Exercise description:
Whichever lines include the word "marker", copy them as they appear in the data.

Natural language region descriptions
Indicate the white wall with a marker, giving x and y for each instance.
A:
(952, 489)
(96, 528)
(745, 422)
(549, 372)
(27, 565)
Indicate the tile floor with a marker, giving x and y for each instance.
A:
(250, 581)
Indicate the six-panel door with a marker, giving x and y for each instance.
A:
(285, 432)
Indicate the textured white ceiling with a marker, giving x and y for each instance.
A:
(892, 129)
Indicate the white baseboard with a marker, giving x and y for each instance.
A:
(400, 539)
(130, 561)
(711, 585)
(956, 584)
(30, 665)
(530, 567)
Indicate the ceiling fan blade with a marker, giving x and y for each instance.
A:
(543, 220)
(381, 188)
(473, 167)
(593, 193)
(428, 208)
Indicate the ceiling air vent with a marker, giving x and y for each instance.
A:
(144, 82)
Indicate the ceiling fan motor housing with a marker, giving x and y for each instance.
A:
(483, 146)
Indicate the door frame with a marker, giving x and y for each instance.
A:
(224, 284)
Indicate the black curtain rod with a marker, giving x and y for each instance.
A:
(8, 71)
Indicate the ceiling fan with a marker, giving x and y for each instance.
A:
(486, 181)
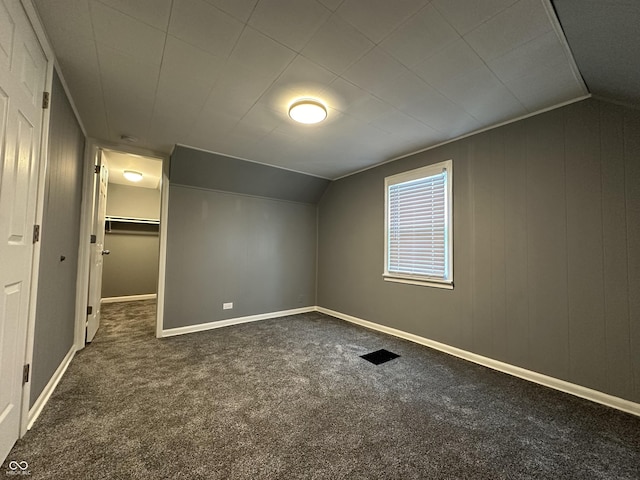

Exercise response:
Indicate the white wall with a marker, giving x and y for each instance.
Indicate the tile floor with a marker, giving x and y for each instance.
Indicate the six-panel door with a marker, giving x and y for each instance.
Indicate the textured white ceiling with a marker, giving x and y for each instance.
Indicate the white baseboard with a marker, giving x and y for each instance.
Indicate the ceiling fan blade with a marker, giving x and y for each instance.
Indicate the ceiling air vent with a marker, giving x and y for each instance.
Indicate the ceiling fan motor housing with a marker, giving x and y for each instance.
Indicate the door frame with a marker, giving x and y for each instance.
Indicate the black curtain rod with a marker, giving x and y for each instance.
Indicate the ceiling fan with a marker, giving x and y for each instance.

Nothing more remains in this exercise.